WORK TO DO
Reproduce the lines starting with the line containing "Sports analytics pipeline — locate the wooden" and going on through the line containing "(821, 492), (920, 503)", substituting "wooden board" for "wooden plank" and leaving everything else unchanged.

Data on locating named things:

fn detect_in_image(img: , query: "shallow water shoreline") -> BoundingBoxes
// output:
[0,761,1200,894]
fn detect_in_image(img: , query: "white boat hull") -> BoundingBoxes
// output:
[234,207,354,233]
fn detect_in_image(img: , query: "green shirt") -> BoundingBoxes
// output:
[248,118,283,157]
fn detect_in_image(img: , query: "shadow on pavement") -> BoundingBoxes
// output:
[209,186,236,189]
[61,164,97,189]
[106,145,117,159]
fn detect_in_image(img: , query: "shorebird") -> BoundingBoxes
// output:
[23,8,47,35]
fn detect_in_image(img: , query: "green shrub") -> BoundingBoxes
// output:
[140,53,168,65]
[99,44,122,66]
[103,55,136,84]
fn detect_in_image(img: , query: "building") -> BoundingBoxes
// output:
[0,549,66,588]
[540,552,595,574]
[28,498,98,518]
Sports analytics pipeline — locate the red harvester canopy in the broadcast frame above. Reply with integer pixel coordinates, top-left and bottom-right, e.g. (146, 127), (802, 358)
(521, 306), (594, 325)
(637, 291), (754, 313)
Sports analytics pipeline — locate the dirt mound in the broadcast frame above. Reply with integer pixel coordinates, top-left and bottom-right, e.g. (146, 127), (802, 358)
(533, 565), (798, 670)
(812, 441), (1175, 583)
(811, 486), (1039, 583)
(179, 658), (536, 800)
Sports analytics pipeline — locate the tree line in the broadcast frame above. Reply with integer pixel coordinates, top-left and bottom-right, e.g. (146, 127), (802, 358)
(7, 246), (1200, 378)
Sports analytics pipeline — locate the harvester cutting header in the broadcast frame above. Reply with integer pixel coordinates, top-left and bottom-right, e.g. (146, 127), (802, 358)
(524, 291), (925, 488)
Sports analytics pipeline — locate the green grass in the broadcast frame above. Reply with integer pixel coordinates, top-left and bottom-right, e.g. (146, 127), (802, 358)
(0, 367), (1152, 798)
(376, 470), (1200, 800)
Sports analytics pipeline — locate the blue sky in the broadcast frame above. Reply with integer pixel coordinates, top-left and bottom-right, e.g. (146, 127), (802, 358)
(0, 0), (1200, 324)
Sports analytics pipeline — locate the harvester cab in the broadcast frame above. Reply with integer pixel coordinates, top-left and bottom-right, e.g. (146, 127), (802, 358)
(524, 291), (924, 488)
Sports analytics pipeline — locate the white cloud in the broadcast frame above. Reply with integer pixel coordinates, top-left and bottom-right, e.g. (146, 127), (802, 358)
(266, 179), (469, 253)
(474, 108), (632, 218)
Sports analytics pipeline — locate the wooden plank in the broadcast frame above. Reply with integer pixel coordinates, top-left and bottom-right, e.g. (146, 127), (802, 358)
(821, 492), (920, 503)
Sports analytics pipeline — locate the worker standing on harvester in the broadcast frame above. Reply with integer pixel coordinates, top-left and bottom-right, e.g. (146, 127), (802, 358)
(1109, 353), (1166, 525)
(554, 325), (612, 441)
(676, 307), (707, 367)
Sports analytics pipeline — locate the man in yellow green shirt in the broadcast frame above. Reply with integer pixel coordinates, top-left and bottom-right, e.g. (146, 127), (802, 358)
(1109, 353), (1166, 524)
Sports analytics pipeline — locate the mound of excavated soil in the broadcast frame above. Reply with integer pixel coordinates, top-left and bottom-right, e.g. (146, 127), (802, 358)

SOLUTION TO THIS PROBLEM
Sports analytics pipeline — locate the wooden board in the broadcast frame above. Reply with integer pixel coordinates, top-left and bottom-right, e.g. (146, 127), (802, 358)
(821, 492), (920, 503)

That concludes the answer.